### Selected excerpt
====
Barista Training Camp: Prepping for the 2016 USBC Qualifying Event. Part 3 of 10

Illustration by  Alabaster

Barista Training Camp, Weekly Series, Part 3:  The Milk-Drink Round

BY ASHLEY RODRIGUEZ
SPECIAL TO BARISTA MAGAZINE

All I’ve done this week is stare at beautiful glassware that is in no way functional for competition, but I lust over it regardless. Like these hand blown Cabrillo glasses (http://www.quitokeeto.com/products/cabrillo-glass). I. Want. That. But onwards.

It might seem counterintuitive to start with steaming drinks since the milk-drink round is worth the least amount of points (at least in the sensory area). However, the milk-drink round is probably the one you should be practicing the most because  it has the most rule changes.
Barista Training Camp: Prepping for the 2016 USBC Qualifying Event. Part 3 of 10
What size milk drink are you making? What milk are you choosing to use? Be ready to defend your decisions.
Before this year’s restructuring, all competitors had to make single-shot cappuccinos. Drinks had to be between 5 and 6 ounces, and the judges were instructed to push the foam aside to evaluate the depth of foam, and then drink out of two different points on the cup. This year, none of that applies. Although there are a lot of new rules, there’s a lot that’s left up to you to figure out. More than any other, the milk-drink section requires competitors to make consequential decisions, from the obvious (how big will your drink be) to the not-so obvious (what kind of milk and how will the judges drink it).
Here’s a short list of things you need to decide:
1. What type of milk (whole, 2%, etc.)
2. What size drink (how much milk)
3. What vessel
4. Temperature
5. Milk sharing
6. How they will enjoy the drink
The two you should be paying attention to at this point are what size drink you’ll be using and the type of milk you’ll use. Initially, I thought I would just do the same thing we’ve been doing before and do the traditional cappuccino, but after brainstorming some ideas with friends, one of my colleagues pointed out to me that having these questions gives me opportunities to make decisions and talk about why I made these decisions.
I’m not saying you shouldn’t make a cappuccino. But because there’s no one telling you to make a specific drink, you should have a reason why you’re making a cappuccino if that’s what you end up doing. Does it fit your theme? Does it accentuate your coffee best? Is it the drink most often ordered in your café? Whatever the reason, whatever drink you choose, you should be prepared to talk about why you chose what you did. If you’re not sure, get ready to steam a bunch of different drinks so you can figure it out.
Barista Training Camp: Prepping for the 2016 USBC Qualifying Event. Part 3 of 10
Take notes as you practice and brainstorm, lots and lots of notes.
What I’ve been stuck on most is  how  the judges will drink this drink. Although there are some specifications (judges will evaluate the visual appearance, then take two sips from different points of the cup), there’s really not a whole lot else they’re evaluating except what it tastes like. In years past, competitors didn’t have to give flavor descriptors, but now that you do, it might be worthwhile to consider how to have the judges drink their milk drinks, and how that will effect flavor.
====
### Entries shown
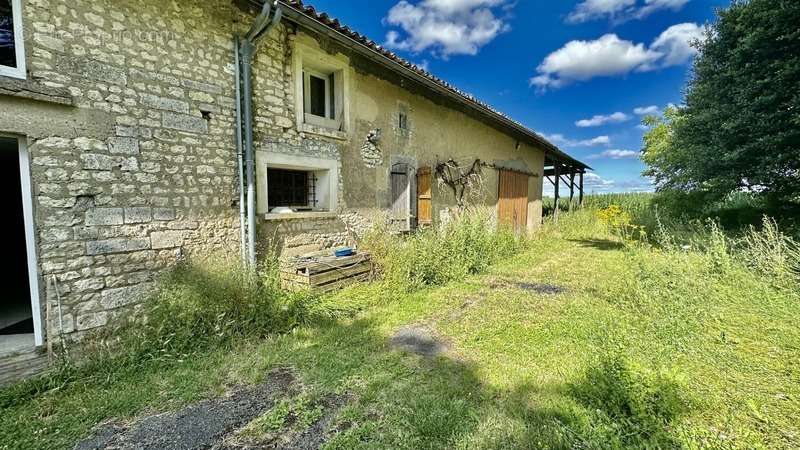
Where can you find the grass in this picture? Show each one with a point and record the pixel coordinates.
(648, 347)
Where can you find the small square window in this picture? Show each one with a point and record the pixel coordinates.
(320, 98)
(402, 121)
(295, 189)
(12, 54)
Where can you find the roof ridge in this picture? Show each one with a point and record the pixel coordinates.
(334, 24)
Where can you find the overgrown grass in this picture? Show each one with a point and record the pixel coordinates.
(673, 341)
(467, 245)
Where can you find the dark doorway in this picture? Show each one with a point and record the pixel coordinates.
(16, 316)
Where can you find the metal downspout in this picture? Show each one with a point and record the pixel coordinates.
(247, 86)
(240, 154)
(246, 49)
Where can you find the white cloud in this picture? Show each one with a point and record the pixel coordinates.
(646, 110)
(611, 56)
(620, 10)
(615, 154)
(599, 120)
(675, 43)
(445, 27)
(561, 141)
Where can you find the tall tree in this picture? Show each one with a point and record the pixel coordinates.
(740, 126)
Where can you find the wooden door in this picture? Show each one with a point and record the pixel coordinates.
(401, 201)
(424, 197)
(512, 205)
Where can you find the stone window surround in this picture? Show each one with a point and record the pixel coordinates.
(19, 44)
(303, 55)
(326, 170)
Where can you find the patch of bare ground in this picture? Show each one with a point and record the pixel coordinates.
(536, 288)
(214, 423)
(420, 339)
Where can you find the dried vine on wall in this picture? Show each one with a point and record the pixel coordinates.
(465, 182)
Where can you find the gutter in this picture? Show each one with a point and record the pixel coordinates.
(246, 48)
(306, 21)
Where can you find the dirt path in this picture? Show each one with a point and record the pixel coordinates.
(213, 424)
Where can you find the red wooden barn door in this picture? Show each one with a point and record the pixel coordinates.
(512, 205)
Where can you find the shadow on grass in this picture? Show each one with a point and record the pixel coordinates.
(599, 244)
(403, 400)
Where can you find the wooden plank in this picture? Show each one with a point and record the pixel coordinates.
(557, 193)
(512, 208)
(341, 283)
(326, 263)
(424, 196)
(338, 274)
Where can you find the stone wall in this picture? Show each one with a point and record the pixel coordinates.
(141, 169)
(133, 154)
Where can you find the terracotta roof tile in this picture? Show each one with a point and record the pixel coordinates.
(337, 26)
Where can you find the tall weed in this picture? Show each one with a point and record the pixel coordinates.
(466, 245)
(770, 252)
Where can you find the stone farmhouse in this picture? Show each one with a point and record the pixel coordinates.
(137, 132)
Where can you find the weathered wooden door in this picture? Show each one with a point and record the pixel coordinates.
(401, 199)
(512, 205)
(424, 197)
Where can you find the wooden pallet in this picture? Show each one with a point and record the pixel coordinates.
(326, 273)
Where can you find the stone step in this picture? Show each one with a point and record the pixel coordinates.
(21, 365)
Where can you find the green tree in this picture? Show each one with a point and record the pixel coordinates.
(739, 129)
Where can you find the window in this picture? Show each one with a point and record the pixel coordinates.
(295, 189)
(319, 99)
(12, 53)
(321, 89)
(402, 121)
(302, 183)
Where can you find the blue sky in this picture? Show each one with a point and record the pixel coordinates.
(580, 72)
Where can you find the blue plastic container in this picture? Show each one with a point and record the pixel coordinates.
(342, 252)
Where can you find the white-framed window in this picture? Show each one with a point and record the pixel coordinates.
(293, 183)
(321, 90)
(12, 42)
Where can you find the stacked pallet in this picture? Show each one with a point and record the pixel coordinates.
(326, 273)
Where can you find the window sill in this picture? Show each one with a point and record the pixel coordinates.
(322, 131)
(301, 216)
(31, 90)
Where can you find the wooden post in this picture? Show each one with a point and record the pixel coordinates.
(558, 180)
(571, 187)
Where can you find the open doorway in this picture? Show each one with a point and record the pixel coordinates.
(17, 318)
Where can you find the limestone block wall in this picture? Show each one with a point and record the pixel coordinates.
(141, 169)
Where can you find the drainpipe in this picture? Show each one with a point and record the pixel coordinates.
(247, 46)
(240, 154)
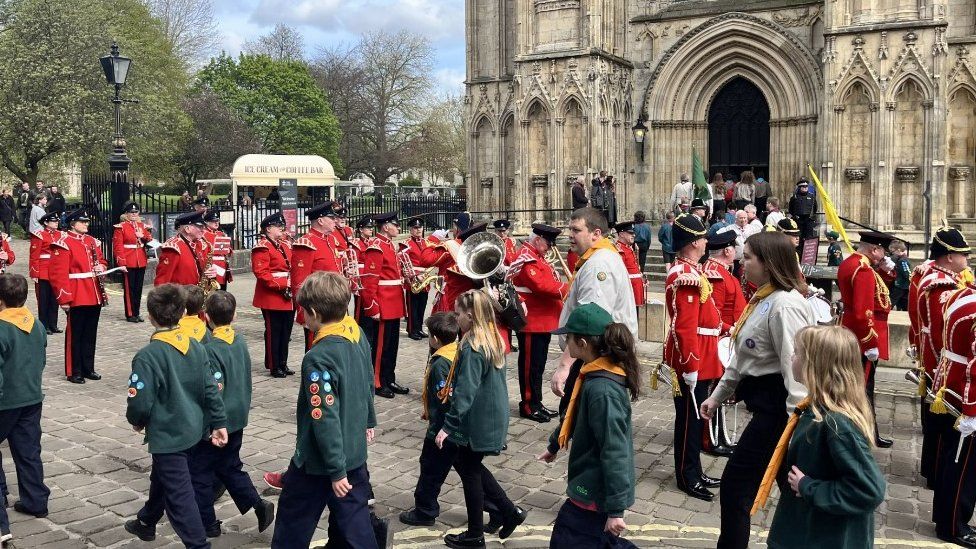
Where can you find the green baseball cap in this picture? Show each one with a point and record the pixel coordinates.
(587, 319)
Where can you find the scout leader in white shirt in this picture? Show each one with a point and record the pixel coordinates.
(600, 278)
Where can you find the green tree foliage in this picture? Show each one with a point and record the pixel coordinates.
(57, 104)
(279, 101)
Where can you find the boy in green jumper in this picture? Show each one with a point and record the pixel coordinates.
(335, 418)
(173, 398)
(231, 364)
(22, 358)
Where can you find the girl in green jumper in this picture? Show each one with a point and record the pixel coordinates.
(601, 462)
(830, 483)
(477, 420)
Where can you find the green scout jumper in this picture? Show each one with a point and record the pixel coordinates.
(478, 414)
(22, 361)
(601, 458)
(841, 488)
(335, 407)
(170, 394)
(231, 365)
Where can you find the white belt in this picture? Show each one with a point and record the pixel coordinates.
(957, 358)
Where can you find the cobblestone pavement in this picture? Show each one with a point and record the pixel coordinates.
====
### What is asked
Reproduce word for word the stretch of the barista training article from "BY ASHLEY RODRIGUEZ" through "That. But onwards.".

### Exercise response
BY ASHLEY RODRIGUEZ
SPECIAL TO BARISTA MAGAZINE

All I’ve done this week is stare at beautiful glassware that is in no way functional for competition, but I lust over it regardless. Like these hand blown Cabrillo glasses (http://www.quitokeeto.com/products/cabrillo-glass). I. Want. That. But onwards.